== Exercise brief ==
Would you restate the data exactly as given?

**** Task inputs ****

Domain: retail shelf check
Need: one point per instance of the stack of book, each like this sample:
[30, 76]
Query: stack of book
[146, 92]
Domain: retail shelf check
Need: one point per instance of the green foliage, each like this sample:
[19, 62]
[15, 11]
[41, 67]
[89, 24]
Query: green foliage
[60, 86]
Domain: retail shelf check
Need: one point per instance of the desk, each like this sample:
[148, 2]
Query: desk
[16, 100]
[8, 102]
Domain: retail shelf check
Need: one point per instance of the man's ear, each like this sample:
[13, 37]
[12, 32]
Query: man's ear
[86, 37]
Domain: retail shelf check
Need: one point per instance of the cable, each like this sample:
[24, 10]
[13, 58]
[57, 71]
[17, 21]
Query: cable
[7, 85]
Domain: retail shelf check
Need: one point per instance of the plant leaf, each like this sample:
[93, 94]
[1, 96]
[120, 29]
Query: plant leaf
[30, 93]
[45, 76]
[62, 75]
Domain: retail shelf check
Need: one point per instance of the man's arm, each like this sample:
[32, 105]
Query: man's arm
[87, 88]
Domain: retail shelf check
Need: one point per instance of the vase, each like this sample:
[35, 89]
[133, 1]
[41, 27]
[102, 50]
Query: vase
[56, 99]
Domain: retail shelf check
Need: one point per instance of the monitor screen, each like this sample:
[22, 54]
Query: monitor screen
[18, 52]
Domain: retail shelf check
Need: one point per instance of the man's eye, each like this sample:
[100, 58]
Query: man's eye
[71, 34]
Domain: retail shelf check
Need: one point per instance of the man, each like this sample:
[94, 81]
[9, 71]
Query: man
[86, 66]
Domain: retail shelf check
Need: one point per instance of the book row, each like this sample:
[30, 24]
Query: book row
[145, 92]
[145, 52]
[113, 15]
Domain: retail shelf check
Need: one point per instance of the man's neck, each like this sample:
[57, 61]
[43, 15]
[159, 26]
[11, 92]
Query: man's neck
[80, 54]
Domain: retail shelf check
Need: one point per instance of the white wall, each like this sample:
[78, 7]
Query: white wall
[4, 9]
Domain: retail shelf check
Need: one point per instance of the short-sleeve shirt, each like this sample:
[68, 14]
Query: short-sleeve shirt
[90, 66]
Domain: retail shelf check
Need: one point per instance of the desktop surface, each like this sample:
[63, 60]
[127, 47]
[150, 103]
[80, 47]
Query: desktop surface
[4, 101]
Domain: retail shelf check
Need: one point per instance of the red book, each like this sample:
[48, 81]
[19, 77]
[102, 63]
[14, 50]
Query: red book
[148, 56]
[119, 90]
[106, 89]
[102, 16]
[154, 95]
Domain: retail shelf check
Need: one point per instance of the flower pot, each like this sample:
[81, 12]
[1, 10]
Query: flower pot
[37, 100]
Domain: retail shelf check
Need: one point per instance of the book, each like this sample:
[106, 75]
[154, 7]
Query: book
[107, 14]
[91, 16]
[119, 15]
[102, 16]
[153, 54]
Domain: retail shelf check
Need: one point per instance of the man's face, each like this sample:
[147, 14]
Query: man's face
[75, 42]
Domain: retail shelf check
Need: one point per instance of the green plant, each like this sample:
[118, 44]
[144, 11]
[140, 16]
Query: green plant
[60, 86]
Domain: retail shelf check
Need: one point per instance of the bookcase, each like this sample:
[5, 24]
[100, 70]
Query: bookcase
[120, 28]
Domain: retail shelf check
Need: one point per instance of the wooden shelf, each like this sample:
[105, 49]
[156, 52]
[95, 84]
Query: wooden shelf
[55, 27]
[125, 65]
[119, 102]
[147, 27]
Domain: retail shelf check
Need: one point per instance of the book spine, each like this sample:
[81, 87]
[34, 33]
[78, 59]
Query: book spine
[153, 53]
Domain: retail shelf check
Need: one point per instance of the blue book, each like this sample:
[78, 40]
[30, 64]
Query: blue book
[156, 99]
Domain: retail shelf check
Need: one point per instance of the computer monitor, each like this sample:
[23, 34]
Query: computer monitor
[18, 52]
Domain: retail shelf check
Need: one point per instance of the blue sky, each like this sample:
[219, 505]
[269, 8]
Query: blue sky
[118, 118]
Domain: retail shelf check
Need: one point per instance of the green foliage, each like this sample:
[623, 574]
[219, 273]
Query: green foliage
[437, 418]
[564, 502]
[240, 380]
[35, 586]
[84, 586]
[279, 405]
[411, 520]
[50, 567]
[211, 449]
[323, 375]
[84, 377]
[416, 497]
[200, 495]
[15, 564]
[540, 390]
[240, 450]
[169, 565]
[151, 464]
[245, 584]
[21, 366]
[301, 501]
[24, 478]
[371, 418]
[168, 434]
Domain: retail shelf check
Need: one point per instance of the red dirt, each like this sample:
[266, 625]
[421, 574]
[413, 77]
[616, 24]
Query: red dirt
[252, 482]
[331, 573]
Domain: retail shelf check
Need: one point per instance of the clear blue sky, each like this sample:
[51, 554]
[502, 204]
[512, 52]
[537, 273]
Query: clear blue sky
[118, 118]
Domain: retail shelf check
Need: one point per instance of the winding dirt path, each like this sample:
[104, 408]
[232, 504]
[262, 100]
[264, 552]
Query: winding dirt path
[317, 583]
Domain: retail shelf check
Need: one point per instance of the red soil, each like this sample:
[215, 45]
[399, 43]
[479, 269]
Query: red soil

****

== Answer below ==
Domain: retail shelf check
Need: one point per instance of the stack of book, each like this sample:
[30, 76]
Query: stack of book
[146, 92]
Domain: retail shelf check
Need: one point per instance of the green foliage, each like this sample:
[19, 62]
[15, 11]
[41, 67]
[89, 24]
Query: green foliage
[60, 86]
Domain: retail shelf check
Need: one point per instance of the desk, each like this sample:
[148, 2]
Query: desk
[16, 100]
[8, 102]
Domain: retail shelf check
Need: one point per instance of the man's ear, each like this sample:
[13, 37]
[12, 32]
Query: man's ear
[86, 37]
Domain: retail shelf check
Need: one point per instance of the cable, each like this sample:
[24, 10]
[13, 58]
[57, 71]
[17, 21]
Query: cable
[7, 85]
Domain: retail shelf check
Need: one point per instance of the plant leaf, each like this sample:
[93, 94]
[1, 96]
[120, 29]
Query: plant leaf
[30, 93]
[45, 76]
[62, 75]
Domain: retail shelf check
Need: one point per instance of the man's arm, each like this sample:
[32, 105]
Query: man's arm
[87, 88]
Domain: retail shelf check
Need: one point per instance of the vase, each like this sample:
[35, 89]
[133, 1]
[41, 27]
[102, 50]
Query: vase
[56, 99]
Domain: retail shelf check
Need: one point per instance of the monitor screen, each like this sample:
[22, 54]
Query: monitor screen
[18, 52]
Domain: retail shelf check
Need: one point per instance of the man's eye, each like this sample:
[100, 58]
Query: man's eye
[71, 34]
Domain: retail shelf check
Need: one point per instance of the man, each like this sample:
[94, 81]
[9, 71]
Query: man
[86, 66]
Domain: retail shelf check
Need: one point per instance of the book row, each like this sample:
[30, 24]
Query: book row
[145, 92]
[145, 52]
[113, 15]
Domain: retail shelf check
Need: one point per instance of the man's neck, each like this sample:
[57, 61]
[43, 15]
[159, 26]
[11, 92]
Query: man's neck
[80, 54]
Domain: retail shelf check
Need: one point per instance of the white wall, each like this sample:
[78, 7]
Query: white wall
[4, 9]
Domain: retail shelf check
Need: one point per instance of the short-sleeve shirt, each like this sample:
[68, 14]
Query: short-sleeve shirt
[90, 66]
Domain: retail shelf check
Need: one point per instance of the desktop surface, each like this sample:
[63, 60]
[127, 47]
[150, 103]
[80, 47]
Query: desktop surface
[4, 101]
Domain: retail shelf check
Need: one point per instance of the red book, each like this sample:
[48, 81]
[19, 77]
[102, 63]
[14, 50]
Query: red book
[148, 56]
[119, 90]
[106, 89]
[102, 16]
[154, 95]
Domain: retail shelf check
Need: one point per instance of the flower pot, each like this sample:
[81, 12]
[1, 10]
Query: flower pot
[37, 100]
Domain: retail shelf check
Need: one point per instance of the book, each like this sample:
[106, 75]
[154, 7]
Query: book
[107, 14]
[91, 16]
[119, 15]
[102, 16]
[153, 54]
Domain: retail shelf check
Need: one point per instance of the man's face, each like this sample:
[147, 14]
Query: man's face
[75, 42]
Domain: retail shelf check
Need: one point per instance of the green plant, each like this sample:
[118, 44]
[144, 11]
[140, 16]
Query: green plant
[60, 86]
Domain: retail shelf check
Need: one point per instance of the bookcase, each like this sample:
[5, 24]
[100, 70]
Query: bookcase
[120, 28]
Domain: retail shelf check
Need: one point per instance of the wooden shelf, each like this sample:
[105, 49]
[156, 52]
[95, 84]
Query: wooden shelf
[55, 27]
[125, 65]
[119, 102]
[147, 27]
Domain: retail shelf check
Need: one point per instance of the book spine, each like this sample:
[81, 87]
[34, 33]
[78, 59]
Query: book spine
[153, 53]
Domain: retail shelf check
Need: one point per instance of the blue book, each like this sample:
[78, 40]
[30, 64]
Query: blue book
[156, 99]
Domain: retail shelf check
Need: one point per instance of the computer monitor, each like this sample:
[23, 34]
Query: computer monitor
[18, 52]
Domain: retail shelf check
Need: one point per instance of the blue sky, each like this sample:
[219, 505]
[269, 8]
Query: blue sky
[118, 118]
Domain: retail shelf check
Need: one point per instance of the green foliage, each like this sample:
[623, 574]
[219, 273]
Query: green foliage
[437, 418]
[564, 502]
[240, 380]
[35, 586]
[84, 586]
[279, 405]
[411, 520]
[50, 567]
[211, 449]
[323, 375]
[84, 377]
[416, 497]
[200, 495]
[15, 564]
[540, 390]
[240, 450]
[169, 565]
[151, 464]
[245, 584]
[21, 366]
[301, 501]
[24, 478]
[371, 418]
[168, 434]
Domain: retail shelf check
Need: one point per instance of the red dirt, each like this sample:
[266, 625]
[421, 574]
[413, 77]
[616, 24]
Query: red dirt
[252, 482]
[331, 573]
Domain: retail shelf check
Need: one point per instance of the clear blue sky, each like this sample:
[51, 554]
[502, 204]
[512, 52]
[537, 273]
Query: clear blue sky
[118, 118]
Domain: retail shelf check
Need: one point per instance of the winding dirt path, each like this sample:
[104, 408]
[232, 504]
[262, 100]
[264, 552]
Query: winding dirt path
[317, 583]
Domain: retail shelf check
Need: one point per instance of the red soil, each like this sample:
[215, 45]
[399, 43]
[479, 269]
Query: red soil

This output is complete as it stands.